Extract to read:

B. Hand Held Wireless Device Ban

The HTA bans the holding or use by drivers of hand-held wireless communication devices that send or receive telephone communications, electronic data, email or text messages while driving. Drivers are only permitted to operate wireless communication devices, such as a cell phone or BlackBerry, in “hands-free” mode. Drivers are also prohibited from driving while holding or using a hand-held electronic entertainment device such as an iPod or other similar media player.

The HTA and Regulation create a number of further exceptions to the use of hand held electronic devices, some of which are time limited. They include the following:

  • a driver using a device who is off the roadway or parked, not in motion, and not impeding traffic;
  • drivers of police, ambulance, fire department vehicles (the same broad definition of police and law enforcement officers set out above applies for hand held electronic devices);
  • a driver using a hand held electronic device to contact ambulance, police or fire department emergency services.

A number of time limited exemptions (until January 1, 2013) have been created for certain public functions and commercial activities, for drivers who use two way radios with separate hand held microphones, such as CB radios. These radios are defined in the Regulation. The time limited radio exemptions apply to the following, while performing their job duties:

  • drivers employed by public utilities and electrical distribution companies;
  • employees of a road authority engaged in road patrol, repair, maintenance or construction activities;
  • drivers of commercial motor vehicles;
  • drivers of courier delivery vehicles, tow trucks or road side assistance service vehicles, licensed taxi cabs and limousines, street cars and road building machines.

Dataset content:
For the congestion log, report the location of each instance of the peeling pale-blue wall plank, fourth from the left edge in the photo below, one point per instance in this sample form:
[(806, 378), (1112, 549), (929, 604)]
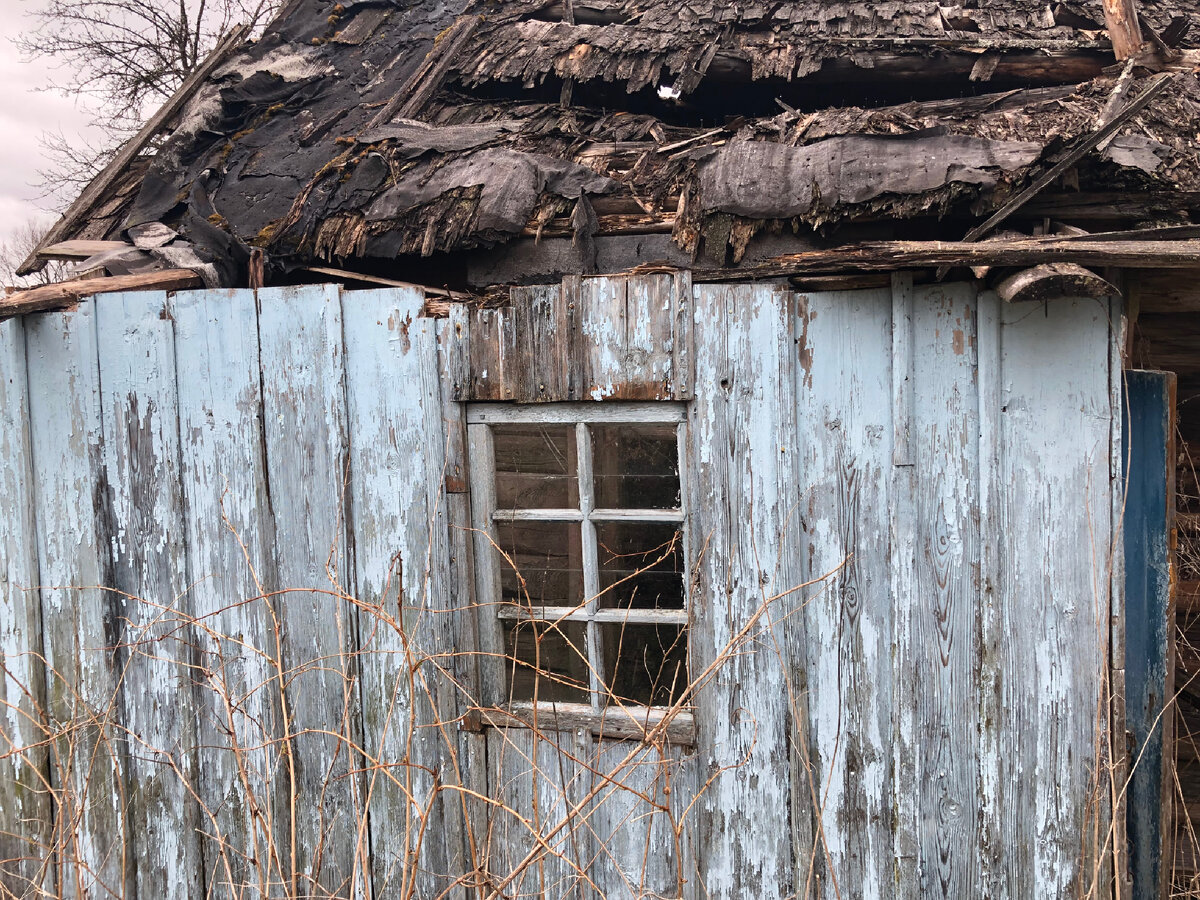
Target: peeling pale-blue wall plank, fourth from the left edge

Assigned task 1: In the passage on the hand-held wireless device ban, until what date do the exemptions for two-way radios last?
Assigned task 2: Extend the passage on the hand-held wireless device ban, starting after its final list item.

Final answer 1: January 1, 2013.

Final answer 2:
Employers should also note that the definition of “motor vehicle” for purposes of the hand held device ban includes farm tractors, road building machines, motorized snow vehicles and streetcars.

C. Cell Phone and Electronic Device Policies and Bans

Due to repeated tragic accidents occurring because drivers were distracted by electronic communication devices, a chorus of support for cell phone and electronic device policies and bans has arisen. The potential for vicarious liability by employers for tragedies arising when one of their employees is driving while texting, talking or viewing a computer screen in their rolling offices should cause every employer to consider promptly implementing policies and procedures banning or restricting the use of such devices. Even in jurisdictions where the use of electronic devices is not explicitly banned, drivers can face charges for distracted or careless driving, and employers could be vicariously liable for failing to control the distracted driving behaviour of their workforce.

A written policy setting out the employer’s expectations, including parameters for acceptable use of devices and consequences for violations, should be created and enforced. When establishing a policy, employers will wish to consider the following:

  • Keeping the policy and devices covered broad and inclusive. Numerous devices can fall under highway traffic bans and definitions of “wireless hand-held communication device,” so the policy should be drafted in such a way that it covers all such technology, not just cell phones. Policies should include visible display screens of televisions, computers or other devices, and entertainment devices;
  • Making sure that all persons in the workplace (including workers, supervisors, contractors, management, etc.) and the use of all devices during working hours (both personal or business related) are covered by the workplace policy;
  • Ensuring that all prohibited uses are clearly set out, including use of devices while driving or while engaged in particular tasks such as operating equipment or machinery;
  • Providing for permitted uses. Any policy should set out when and where the devices can be used (i.e. when pulled over to the side of the road, or when using hands-free mode). If permitting use in hands-free mode is determined to be an acceptable practice, the employer should consider supplying employees with hands-free technology and providing training on its use.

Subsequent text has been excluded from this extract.